╭─ Information

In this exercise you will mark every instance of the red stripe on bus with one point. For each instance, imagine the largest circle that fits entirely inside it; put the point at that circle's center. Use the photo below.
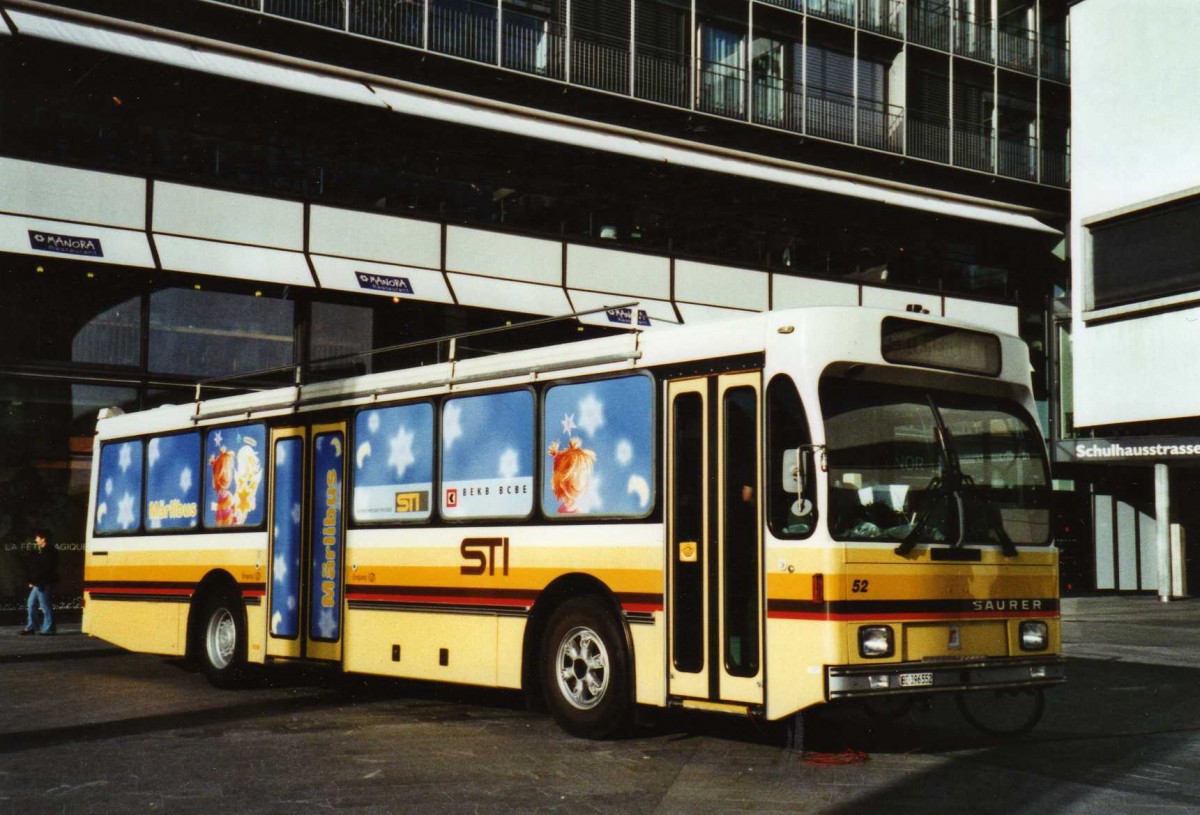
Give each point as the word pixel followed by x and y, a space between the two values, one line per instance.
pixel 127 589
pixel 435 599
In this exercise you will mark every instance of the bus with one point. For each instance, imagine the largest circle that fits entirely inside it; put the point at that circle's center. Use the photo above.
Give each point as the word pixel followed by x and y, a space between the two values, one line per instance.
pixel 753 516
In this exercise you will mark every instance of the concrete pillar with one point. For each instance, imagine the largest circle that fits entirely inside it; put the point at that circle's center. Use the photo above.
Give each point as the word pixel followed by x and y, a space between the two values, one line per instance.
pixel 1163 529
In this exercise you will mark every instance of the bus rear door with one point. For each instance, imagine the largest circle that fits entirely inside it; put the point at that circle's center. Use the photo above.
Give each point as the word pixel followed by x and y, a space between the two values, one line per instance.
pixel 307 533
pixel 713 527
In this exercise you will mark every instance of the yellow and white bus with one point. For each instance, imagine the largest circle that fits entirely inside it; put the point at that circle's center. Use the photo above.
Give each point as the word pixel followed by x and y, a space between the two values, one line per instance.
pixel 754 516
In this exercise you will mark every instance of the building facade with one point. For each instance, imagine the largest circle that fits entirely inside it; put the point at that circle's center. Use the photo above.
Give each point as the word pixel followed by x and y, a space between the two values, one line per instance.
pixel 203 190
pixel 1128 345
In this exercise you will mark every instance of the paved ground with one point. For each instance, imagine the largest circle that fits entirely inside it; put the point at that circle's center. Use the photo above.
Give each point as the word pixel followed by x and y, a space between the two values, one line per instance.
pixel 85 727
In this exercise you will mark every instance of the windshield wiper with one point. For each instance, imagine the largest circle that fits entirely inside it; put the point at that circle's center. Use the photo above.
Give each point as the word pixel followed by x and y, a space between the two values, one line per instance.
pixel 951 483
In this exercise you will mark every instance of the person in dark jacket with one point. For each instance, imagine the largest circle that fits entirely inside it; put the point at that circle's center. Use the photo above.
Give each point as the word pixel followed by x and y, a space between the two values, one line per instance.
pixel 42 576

╰─

Only one stretch of the records above is wanted: the lines between the one holding "In this exercise you will mark every instance of the yellow" and the one holding "In this exercise you will mark every instance of the paved", inclusive, reproduced exactly.

Solution to this exercise:
In this exercise you will mark every instance of the yellow and white bus with one point. For each instance, imagine the largest circle that fits entirely inside it; put the point at that circle's center. Use the photo above.
Give each point as the word pixel followed by x and y, a space between the two values, one line per instance.
pixel 754 516
In this exercise you will mark every instance of the building facade with one point. For each instance, imagine the largest circle that fits entirely inside it; put the point at that circle's center. Use the photo above.
Give each point as the word pixel followed by x and y, a space between the two values, one line per instance.
pixel 203 190
pixel 1128 345
In this exercise you will mark every instance of the paved ground with one point. For each instance, imagine the largest circle that fits entirely inside it; put the point at that circle's center. Use the photo above.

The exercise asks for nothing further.